PAGE:
Package 'maxstablePCA'

Title: Apply a PCA Like Procedure Suited for Multivariate Extreme Value Distributions
Description: Dimension reduction for multivariate data of extreme events with a PCA like procedure as described in Reinbott, Janßen, (2024), <doi:10.48550/arXiv.2408.10650>. Tools for necessary transformations of the data are provided.
Authors: Felix Reinbott [aut, cre]
Maintainer: Felix Reinbott <[email protected]>
License: MIT + file LICENSE
Version: 0.1.1
Built: 2024-10-08 06:20:33 UTC
Source: CRAN

Help Index


Transform data to compact representation given by max-stable PCA

Description

Turn the given data into a compressed latent representation given by the fit of the max_stable_prcomp function. This is done by taking the max-matrix product of the data and the encoder matrix from the fit.

Usage

compress(fit, data)

Arguments

fit

max_stable_prcomp object. Data should be assumed to follow the same distribution as the data used in max_stable_prcomp.

data

array with same number of columns as the data of the fit object.

JOB 1: In the maxstablePCA page, write out the passage from "Turn the given" to "used in max_stable_prcomp.", swapping "latent representation" for "hidden representation".
JOB 2: Name every field listed at the top of the maxstablePCA package page, before "Help Index".
JOB 3: Take the maxstablePCA documentation further from where it stops.

Records of labeled boxes

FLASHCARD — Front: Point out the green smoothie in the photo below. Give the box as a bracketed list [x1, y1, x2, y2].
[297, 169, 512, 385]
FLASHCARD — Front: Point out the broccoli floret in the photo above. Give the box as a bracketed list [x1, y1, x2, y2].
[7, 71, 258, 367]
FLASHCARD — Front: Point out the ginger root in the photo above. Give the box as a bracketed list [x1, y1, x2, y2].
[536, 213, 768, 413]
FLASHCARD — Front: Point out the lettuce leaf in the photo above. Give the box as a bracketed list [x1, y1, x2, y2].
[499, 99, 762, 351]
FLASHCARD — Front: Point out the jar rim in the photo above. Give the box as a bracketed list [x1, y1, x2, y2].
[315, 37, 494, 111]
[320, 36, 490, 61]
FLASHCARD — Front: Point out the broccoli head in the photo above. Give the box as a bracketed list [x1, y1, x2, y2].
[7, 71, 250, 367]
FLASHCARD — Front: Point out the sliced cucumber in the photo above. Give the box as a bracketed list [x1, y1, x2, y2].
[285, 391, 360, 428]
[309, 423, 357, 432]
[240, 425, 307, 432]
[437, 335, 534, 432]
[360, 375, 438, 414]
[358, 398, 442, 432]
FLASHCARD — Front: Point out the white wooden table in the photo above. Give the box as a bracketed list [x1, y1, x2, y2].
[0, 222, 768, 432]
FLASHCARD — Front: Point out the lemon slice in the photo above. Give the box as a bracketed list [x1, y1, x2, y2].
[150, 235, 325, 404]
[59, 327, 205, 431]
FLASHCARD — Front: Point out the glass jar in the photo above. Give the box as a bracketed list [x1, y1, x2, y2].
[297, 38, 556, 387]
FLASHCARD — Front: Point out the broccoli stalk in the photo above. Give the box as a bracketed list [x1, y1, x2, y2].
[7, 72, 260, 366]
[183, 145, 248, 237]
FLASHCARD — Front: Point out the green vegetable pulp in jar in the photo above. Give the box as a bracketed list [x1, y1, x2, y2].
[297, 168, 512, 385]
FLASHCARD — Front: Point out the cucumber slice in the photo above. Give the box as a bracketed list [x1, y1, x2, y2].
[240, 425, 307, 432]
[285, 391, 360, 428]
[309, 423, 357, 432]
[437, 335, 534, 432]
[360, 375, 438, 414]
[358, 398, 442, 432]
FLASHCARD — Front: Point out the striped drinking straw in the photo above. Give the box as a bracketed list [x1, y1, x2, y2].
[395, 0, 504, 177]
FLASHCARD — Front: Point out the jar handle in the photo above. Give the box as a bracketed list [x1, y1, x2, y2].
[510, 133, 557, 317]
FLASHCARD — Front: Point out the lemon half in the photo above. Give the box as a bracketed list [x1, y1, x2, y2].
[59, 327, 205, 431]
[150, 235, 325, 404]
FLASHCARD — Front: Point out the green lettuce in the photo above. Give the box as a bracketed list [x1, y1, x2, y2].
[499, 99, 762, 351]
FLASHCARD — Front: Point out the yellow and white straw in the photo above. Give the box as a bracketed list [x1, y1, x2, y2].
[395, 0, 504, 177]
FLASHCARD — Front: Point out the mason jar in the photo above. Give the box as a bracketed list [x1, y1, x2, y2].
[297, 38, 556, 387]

RESULT 1:
Turn the given data into a compressed hidden representation given by the fit of the max_stable_prcomp function. This is done by taking the max-matrix product of the data and the encoder matrix from the fit.

Usage

compress(fit, data)

Arguments

fit

max_stable_prcomp object. Data should be assumed to follow the same distribution as the data used in max_stable_prcomp.

RESULT 2: Title, Description, Authors, Maintainer, License, Version, Built, Source

RESULT 3:
Value

An array of shape nrow(data), p giving the encoded representation of the data in p components which are also unit Frechet distributed which is to be takin into consideration for further analysis.

See Also

max_stable_prcomp(), maxmatmul()

Examples

# generate some data with the desired margins
dat <- matrix(evd::rfrechet(300), 100, 3)
maxPCA <- max_stable_prcomp(dat, 2)

#  look at summary to obtain further information about 
# loadings the space spanned and loss function
summary(maxPCA)

# transfrom data to compressed representation
# for a representation that is p-dimensional,
# preserves the max-stable structure and is numeric solution to 
# optimal reconstruction.
compr <- compress(maxPCA, dat)

# For visual examination reconstruct original vector from compressed representation
rec <- reconstruct(maxPCA, dat)

Calculate max-stable PCA with dimension p for given dataset

Description

Find an optimal encoding of data of extremes using max-linear combinations by a distance minimization approach. Can be used to check if the data follows approximately a generalized max-linear model. For details on the statistical procedure it is advised to consult the articles "F. Reinbott, A. Janßen, Principal component analysis for max-stable distributions (https://arxiv.org/abs/2408.10650)" and "M.Schlather F. Reinbott, A semi-group approach to Principal Component Analysis (https://arxiv.org/abs/2112.04026)".

Usage

max_stable_prcomp(data, p, s = 3, n_initial_guesses = 150, norm = "l1", ...)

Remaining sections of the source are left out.